• [Problem 1]: List every date that appears in the court decision.
• [Problem 2]: Please sum up the court decision in two sentences.
• [Problem 3]: Print the court decision from "Filed Date: 9/1/1988" to "de novo determination.".

[[ Passage for review, beginning ]]

Filed Date: 9/1/1988
Status: Precedential
Modified Date: 10/31/2024
In this transferred CPLR article 78 proceeding, the determination of the respondent Perales, rendered May 22, 1987 after hearing, which affirmed a determination of the respondent Grinker denying petitioner’s request for prior approval for out-of-State rehabilitation services at the Whitewood Rehabilitation Center in Waterbury, Connecticut, and instead approved nursing home placement, is unanimously annulled, on the law, without costs or disbursements, and the matter is remitted to the New York City Department of Social Services for a de novo determination.
Petitioner, now 40 years of age, suffers from muscular dystrophy, and has been at all times relevant hereto a recipient of "Medicaid” medical assistance pursuant to Federal and State law. Petitioner’s primary source for medical care during the pertinent period has been the Clinical Neuromuscular Disease Center at New York University (the Clinic). In August 1986 Dr. Dora Schively, assistant to the director of the Clinic, and Steven Fisher, a certified social worker at the Clinic, sought petitioner’s admission to the Whitewood Rehabilitation Center, owned and operated by New Medico Associates in Waterbury, Connecticut, since local facilities were inadequate to meet his living and medical needs. New Medico Associates thereupon submitted a request for prior approval of petitioner’s placement at Whitewood Rehabilitation Center to the New York City Medical Assistance Program (the agency), including with that request the letters from the Clinic, letters from petitioner and his mother, medical assessment forms, and a proposed plan of care from the rehabilitation center.

[[ Passage for review, end ]]
[[ Extracted data, beginning ]]

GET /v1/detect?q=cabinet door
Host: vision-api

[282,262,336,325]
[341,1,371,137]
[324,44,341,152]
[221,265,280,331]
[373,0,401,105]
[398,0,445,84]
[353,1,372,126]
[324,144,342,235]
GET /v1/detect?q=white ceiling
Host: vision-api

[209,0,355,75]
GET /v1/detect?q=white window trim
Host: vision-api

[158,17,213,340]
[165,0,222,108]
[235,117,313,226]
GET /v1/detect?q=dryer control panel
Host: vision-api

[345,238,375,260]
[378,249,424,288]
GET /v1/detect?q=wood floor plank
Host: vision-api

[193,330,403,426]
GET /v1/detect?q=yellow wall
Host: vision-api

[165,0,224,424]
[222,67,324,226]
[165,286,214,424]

[[ Extracted data, end ]]

• [Task result 1]: 9/1/1988, 10/31/2024, May 22, 1987, and August 1986

• [Task result 2]: In a transferred CPLR article 78 proceeding, the court unanimously annulled a determination that denied petitioner prior approval for out-of-State rehabilitation services at the Whitewood Rehabilitation Center in Waterbury, Connecticut, and approved nursing home placement instead, and it remitted the matter for a de novo determination. Petitioner, a 40-year-old Medicaid recipient with muscular dystrophy, was put forward for admission to Whitewood by staff at his clinic because local facilities were inadequate, and New Medico Associates then submitted the request for prior approval to the agency.

• [Task result 3]:
Filed Date: 9/1/1988
Status: Precedential
Modified Date: 10/31/2024
In this transferred CPLR article 78 proceeding, the determination of the respondent Perales, rendered May 22, 1987 after hearing, which affirmed a determination of the respondent Grinker denying petitioner’s request for prior approval for out-of-State rehabilitation services at the Whitewood Rehabilitation Center in Waterbury, Connecticut, and instead approved nursing home placement, is unanimously annulled, on the law, without costs or disbursements, and the matter is remitted to the New York City Department of Social Services for a de novo determination.